(Collected data)
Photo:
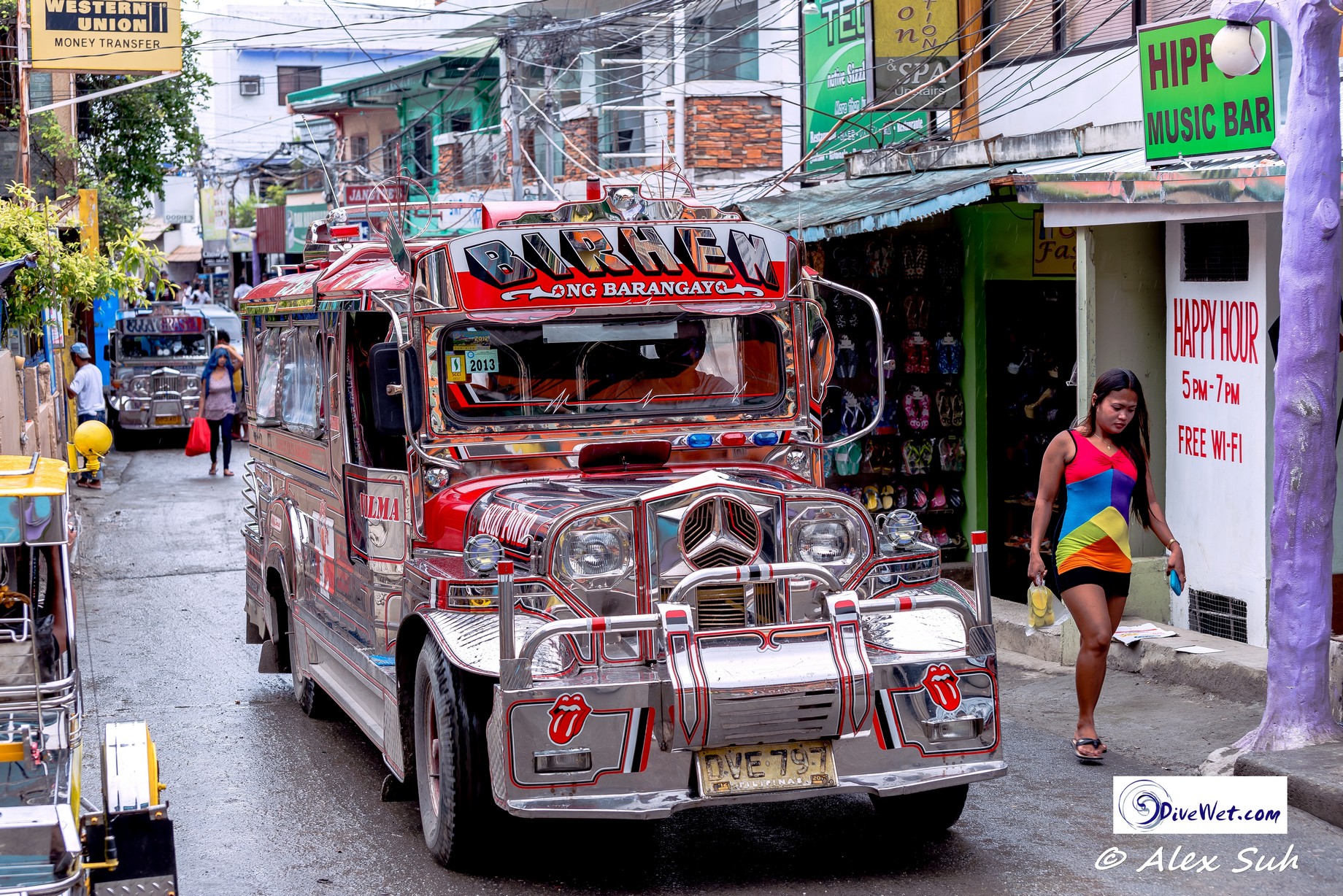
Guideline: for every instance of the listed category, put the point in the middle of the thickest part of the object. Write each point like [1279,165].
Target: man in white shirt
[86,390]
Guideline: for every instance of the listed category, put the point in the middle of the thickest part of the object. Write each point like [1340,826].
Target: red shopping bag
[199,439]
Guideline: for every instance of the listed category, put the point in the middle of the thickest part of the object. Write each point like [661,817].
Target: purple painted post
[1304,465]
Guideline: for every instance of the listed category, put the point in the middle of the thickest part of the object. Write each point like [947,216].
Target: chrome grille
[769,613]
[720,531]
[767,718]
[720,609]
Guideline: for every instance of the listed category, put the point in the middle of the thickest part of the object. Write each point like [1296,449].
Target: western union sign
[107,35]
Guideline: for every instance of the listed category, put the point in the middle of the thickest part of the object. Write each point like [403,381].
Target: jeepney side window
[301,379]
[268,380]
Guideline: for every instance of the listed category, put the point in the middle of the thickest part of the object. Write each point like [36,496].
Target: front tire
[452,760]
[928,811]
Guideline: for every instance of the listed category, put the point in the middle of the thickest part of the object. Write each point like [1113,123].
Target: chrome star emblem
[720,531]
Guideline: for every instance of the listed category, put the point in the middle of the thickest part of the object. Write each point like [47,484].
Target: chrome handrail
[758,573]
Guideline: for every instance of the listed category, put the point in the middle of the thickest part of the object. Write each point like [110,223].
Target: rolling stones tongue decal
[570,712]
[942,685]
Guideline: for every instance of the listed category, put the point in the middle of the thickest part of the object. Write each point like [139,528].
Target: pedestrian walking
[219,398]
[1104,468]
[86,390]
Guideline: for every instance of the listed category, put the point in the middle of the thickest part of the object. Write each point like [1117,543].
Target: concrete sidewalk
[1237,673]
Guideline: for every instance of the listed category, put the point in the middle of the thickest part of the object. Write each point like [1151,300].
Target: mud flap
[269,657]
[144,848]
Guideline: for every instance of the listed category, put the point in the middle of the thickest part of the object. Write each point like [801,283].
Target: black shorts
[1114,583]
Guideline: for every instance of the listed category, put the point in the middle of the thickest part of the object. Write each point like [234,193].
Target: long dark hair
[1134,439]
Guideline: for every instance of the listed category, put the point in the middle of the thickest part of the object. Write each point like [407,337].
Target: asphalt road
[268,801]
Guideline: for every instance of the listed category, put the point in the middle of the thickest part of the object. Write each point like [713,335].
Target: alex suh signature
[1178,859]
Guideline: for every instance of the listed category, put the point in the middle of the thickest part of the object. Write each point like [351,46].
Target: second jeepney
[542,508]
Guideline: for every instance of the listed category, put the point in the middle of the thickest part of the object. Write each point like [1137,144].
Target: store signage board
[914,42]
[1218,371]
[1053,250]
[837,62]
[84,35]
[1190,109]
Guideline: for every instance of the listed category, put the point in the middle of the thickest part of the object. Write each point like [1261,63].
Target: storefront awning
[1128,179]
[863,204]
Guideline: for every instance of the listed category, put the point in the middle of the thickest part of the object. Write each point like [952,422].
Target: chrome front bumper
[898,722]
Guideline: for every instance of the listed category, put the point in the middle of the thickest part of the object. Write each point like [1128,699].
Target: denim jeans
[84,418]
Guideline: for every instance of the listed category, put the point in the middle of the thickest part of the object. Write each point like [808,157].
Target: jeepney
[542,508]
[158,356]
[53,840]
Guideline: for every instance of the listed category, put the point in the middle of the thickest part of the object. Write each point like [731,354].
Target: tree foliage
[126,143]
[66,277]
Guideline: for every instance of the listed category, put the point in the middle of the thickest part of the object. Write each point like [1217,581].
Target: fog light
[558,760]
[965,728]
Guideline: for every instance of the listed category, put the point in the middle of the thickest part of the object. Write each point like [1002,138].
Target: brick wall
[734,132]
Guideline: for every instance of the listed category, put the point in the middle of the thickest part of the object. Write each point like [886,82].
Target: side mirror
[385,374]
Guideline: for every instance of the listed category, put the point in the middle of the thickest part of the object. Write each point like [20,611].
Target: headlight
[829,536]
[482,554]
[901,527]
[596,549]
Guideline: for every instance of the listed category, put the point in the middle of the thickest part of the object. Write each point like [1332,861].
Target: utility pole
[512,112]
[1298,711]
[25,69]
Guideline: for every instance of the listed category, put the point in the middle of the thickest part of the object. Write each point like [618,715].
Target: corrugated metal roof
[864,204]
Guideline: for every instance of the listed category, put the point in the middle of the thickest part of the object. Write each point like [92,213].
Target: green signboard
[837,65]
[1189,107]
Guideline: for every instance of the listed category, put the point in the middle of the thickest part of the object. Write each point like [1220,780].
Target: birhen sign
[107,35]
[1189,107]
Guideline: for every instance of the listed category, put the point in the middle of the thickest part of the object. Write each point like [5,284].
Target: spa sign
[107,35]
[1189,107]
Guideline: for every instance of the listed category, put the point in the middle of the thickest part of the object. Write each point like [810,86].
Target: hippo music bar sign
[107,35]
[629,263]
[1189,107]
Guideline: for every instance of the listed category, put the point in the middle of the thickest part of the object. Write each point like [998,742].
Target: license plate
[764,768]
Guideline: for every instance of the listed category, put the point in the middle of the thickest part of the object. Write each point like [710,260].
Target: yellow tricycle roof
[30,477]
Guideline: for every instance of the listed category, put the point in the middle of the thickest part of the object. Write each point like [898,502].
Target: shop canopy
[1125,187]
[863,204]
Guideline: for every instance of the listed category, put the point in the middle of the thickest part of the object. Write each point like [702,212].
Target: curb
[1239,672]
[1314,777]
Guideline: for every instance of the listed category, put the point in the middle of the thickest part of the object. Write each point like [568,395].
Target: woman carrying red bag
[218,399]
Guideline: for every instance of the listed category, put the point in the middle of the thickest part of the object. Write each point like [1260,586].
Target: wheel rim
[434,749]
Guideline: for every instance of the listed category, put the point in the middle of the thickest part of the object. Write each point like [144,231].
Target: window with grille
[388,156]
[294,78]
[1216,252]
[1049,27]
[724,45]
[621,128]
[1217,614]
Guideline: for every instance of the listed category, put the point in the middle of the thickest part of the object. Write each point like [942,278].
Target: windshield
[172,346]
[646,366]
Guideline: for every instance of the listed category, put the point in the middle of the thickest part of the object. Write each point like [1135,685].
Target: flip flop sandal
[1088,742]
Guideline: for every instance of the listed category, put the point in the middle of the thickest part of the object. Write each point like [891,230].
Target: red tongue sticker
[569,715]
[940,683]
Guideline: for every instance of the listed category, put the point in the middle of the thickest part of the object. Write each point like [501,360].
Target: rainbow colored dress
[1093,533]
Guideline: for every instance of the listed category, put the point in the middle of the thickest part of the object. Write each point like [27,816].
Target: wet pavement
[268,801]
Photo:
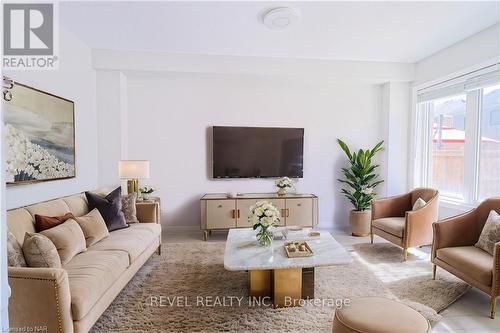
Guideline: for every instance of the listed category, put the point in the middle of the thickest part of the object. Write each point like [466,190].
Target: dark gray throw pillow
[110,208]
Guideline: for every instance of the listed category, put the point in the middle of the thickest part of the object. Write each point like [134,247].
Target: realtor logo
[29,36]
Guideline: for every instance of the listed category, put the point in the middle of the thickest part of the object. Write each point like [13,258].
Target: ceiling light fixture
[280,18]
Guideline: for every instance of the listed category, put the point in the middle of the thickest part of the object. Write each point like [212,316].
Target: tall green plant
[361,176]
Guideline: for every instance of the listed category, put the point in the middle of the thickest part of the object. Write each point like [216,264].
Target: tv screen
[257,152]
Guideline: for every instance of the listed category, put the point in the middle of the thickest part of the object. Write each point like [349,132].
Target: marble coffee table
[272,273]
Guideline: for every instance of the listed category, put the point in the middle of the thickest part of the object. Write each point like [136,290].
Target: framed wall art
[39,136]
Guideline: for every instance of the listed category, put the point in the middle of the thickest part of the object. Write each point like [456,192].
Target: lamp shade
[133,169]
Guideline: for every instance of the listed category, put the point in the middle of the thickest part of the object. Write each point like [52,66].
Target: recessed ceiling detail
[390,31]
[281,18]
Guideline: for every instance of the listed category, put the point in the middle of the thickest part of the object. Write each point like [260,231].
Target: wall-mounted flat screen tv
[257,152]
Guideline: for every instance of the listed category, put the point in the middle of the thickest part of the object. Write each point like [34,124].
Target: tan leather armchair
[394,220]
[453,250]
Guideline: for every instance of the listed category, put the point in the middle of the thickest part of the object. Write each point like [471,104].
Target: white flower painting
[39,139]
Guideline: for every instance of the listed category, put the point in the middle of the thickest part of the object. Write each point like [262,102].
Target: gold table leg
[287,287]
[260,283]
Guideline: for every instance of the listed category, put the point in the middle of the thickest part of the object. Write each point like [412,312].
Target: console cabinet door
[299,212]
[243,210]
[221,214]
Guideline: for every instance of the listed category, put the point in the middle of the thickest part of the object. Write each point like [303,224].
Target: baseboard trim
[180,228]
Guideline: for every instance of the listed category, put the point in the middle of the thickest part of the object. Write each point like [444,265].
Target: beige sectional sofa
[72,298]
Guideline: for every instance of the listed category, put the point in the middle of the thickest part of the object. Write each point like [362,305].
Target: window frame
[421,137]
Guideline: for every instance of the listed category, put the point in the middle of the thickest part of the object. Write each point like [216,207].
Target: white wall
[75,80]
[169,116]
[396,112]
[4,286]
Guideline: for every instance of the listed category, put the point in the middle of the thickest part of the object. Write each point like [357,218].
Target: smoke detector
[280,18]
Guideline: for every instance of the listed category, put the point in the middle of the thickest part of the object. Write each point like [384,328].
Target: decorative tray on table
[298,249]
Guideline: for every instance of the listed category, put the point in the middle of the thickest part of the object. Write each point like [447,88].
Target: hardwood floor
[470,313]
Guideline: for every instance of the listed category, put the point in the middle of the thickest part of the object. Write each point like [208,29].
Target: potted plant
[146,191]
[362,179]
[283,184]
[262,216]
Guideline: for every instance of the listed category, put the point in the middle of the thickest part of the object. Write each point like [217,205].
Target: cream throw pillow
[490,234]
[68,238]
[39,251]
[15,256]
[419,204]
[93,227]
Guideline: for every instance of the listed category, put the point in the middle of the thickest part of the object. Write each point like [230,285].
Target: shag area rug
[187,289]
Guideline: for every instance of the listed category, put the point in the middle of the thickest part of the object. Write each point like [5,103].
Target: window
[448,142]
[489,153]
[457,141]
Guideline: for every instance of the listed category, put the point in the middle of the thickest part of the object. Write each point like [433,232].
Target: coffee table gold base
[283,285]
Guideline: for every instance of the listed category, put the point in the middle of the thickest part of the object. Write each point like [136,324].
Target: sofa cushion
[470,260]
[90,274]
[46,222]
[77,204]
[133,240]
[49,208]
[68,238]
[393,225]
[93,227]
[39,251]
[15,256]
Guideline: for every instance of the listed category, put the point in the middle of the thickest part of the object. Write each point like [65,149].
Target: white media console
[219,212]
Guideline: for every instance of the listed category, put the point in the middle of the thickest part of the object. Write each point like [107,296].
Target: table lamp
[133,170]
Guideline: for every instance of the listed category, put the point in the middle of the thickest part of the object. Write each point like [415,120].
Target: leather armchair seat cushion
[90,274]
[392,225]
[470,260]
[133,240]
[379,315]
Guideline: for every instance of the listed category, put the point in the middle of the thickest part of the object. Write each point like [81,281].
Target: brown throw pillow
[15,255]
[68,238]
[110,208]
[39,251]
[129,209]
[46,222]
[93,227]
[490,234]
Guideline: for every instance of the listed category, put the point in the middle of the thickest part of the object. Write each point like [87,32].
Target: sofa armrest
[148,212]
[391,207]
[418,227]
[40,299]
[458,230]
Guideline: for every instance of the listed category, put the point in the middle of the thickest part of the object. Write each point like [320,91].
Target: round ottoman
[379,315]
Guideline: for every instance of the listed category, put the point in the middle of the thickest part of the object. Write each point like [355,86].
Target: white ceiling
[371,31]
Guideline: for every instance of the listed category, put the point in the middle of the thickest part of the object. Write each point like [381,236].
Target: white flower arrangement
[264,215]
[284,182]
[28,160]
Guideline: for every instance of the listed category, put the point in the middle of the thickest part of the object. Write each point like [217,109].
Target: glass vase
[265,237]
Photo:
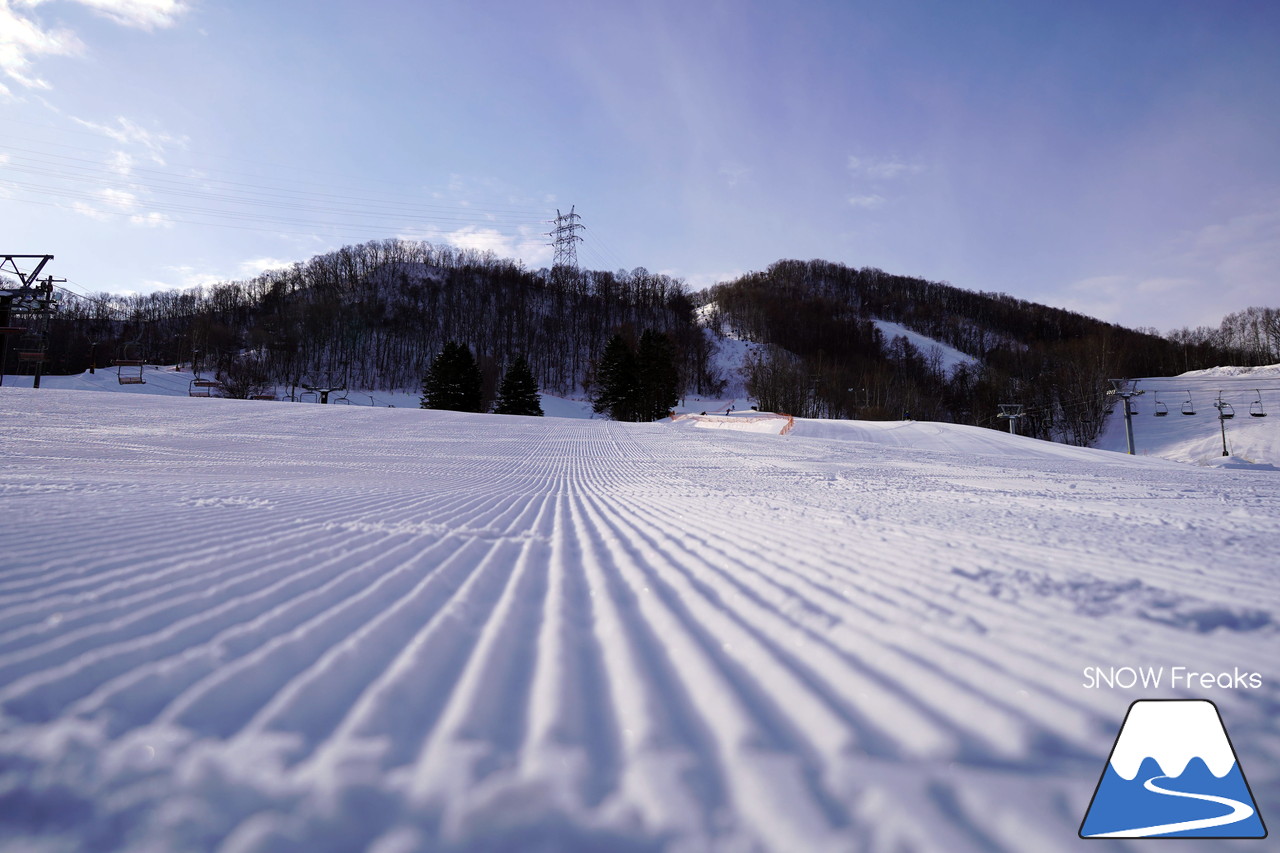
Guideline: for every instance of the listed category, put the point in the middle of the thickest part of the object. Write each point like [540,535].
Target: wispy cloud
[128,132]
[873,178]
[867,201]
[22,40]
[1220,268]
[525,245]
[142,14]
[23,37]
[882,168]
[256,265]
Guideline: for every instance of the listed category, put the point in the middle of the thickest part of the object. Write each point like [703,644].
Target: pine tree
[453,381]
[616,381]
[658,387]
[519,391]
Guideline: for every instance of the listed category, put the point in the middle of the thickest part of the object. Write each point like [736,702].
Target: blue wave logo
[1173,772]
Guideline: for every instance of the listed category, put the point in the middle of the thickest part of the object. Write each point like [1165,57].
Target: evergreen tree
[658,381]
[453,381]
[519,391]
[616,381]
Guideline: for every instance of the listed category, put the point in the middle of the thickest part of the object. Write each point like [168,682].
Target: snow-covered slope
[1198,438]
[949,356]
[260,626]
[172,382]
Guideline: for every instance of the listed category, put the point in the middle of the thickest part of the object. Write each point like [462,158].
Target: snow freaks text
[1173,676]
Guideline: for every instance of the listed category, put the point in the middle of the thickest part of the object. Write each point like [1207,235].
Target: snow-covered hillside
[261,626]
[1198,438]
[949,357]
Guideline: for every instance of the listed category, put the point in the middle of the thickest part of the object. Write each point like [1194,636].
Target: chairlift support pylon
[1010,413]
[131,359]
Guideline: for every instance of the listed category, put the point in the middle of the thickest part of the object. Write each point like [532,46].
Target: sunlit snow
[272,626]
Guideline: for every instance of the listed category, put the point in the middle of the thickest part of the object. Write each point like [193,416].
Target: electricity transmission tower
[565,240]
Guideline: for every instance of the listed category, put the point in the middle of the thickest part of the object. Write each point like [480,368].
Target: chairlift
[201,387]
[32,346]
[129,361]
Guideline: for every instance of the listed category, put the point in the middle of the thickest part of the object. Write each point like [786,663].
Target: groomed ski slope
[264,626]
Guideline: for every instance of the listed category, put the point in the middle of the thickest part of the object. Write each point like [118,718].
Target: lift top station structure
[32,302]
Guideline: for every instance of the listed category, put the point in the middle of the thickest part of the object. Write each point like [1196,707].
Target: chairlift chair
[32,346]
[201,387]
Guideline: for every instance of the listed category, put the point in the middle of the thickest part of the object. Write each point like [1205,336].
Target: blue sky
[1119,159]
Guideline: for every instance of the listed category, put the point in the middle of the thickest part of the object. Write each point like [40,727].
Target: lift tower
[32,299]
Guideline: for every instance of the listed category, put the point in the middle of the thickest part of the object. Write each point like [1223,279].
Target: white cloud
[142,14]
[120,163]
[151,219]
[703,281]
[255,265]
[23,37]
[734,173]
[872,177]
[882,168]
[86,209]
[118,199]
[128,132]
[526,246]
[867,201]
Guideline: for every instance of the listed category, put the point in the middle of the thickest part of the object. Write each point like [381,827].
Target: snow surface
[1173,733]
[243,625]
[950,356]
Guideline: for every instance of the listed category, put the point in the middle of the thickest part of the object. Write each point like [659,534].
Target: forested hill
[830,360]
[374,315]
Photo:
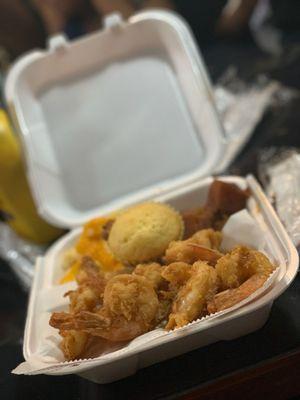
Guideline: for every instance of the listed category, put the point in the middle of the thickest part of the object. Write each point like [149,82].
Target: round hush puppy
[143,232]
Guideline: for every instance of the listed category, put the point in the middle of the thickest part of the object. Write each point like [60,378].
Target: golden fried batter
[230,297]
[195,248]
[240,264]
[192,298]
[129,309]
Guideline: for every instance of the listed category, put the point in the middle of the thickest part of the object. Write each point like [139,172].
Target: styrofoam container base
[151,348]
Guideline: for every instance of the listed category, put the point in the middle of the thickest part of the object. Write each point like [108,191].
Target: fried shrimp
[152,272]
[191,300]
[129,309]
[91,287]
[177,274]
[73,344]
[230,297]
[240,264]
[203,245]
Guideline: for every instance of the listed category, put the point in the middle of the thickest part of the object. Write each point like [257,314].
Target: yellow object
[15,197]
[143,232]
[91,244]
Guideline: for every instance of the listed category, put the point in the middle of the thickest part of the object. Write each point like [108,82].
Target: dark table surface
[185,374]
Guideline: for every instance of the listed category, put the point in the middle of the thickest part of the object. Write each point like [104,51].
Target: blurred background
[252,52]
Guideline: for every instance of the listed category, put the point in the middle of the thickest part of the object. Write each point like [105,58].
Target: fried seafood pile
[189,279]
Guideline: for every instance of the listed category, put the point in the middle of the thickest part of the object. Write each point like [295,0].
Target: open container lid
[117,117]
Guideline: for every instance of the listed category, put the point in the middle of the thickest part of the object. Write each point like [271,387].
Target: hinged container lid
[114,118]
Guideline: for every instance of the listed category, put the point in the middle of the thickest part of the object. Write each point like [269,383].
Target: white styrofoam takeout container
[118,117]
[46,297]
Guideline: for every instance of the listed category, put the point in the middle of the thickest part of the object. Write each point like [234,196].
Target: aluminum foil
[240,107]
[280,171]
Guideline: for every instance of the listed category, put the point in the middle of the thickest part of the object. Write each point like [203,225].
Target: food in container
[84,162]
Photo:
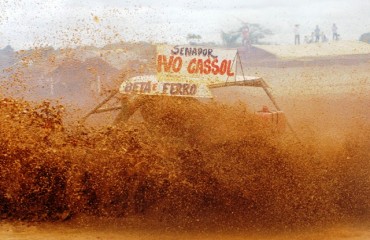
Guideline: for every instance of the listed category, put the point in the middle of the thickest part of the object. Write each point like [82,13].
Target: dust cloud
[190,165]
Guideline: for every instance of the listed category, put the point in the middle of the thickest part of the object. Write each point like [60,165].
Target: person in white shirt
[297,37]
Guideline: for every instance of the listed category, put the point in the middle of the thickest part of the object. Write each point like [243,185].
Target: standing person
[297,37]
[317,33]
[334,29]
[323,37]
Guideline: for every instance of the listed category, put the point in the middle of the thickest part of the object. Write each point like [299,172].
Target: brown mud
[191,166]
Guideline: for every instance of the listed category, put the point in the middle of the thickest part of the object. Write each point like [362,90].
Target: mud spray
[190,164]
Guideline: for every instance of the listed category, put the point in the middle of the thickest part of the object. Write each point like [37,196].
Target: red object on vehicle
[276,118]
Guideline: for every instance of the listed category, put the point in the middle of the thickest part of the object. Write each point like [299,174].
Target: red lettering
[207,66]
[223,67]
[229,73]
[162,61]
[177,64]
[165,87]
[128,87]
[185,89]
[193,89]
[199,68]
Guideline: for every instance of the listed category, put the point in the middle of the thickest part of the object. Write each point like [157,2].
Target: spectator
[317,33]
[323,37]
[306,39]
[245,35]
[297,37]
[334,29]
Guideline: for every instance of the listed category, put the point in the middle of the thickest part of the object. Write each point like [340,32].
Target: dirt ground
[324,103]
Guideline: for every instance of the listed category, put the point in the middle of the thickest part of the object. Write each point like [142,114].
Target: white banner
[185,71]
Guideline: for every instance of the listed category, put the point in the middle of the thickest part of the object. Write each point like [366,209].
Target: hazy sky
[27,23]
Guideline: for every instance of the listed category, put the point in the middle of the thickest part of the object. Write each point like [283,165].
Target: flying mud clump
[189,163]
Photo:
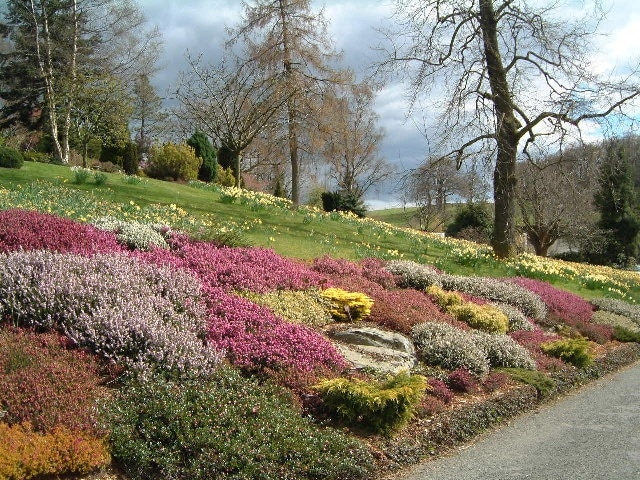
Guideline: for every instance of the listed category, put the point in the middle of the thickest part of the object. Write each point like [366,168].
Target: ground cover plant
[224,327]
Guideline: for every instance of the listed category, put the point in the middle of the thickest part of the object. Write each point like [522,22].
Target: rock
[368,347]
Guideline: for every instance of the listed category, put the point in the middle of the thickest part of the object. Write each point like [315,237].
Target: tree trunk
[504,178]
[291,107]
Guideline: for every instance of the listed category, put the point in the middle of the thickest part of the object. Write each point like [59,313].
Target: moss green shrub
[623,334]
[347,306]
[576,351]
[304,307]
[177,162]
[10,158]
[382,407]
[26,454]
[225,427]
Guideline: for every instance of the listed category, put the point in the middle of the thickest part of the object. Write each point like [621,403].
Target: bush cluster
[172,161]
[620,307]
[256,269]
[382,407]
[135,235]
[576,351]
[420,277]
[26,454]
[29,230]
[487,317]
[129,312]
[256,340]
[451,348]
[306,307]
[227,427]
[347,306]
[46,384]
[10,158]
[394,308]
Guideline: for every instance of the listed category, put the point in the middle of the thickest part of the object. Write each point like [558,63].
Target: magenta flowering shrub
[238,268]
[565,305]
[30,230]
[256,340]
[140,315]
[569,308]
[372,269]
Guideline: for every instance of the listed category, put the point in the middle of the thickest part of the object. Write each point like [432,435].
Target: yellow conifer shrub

Problem: Taking the entries above, print exactly the lines starting at the line with "Target: wheel rim" and ending at the line with "point like [27,816].", both included.

Output of the task:
Target: wheel rim
[434,749]
Guideline: for every instance of the listed category, put the point in the middle of the thickest part of the object. Write each point like [144,231].
Target: window with grille
[388,156]
[294,78]
[1216,252]
[1049,27]
[724,45]
[621,128]
[1217,614]
Guideline: for every instance of the listed category, put the point in the middle of the thickest part of the object. Write each point like [942,278].
Target: windshield
[172,346]
[646,366]
Guideline: for every instance of the listed category, put the point in the middle of the thickest part of the object. Write each point like [1135,685].
Target: flip flop sandal
[1088,742]
Guideline: for every instance of the listed category, put the point in the middle of the thickest part of the object. Write each point like [891,230].
Target: red tongue sticker
[569,715]
[940,683]
Guideline: for every instance of the listed category, put the point in the middle of the thickest part of the object. Write each point like [501,360].
Target: rainbow colored dress
[1093,533]
Guideline: for every instance of the listed category, put the point in the middle of the thickest part of the object. Write each point like [27,816].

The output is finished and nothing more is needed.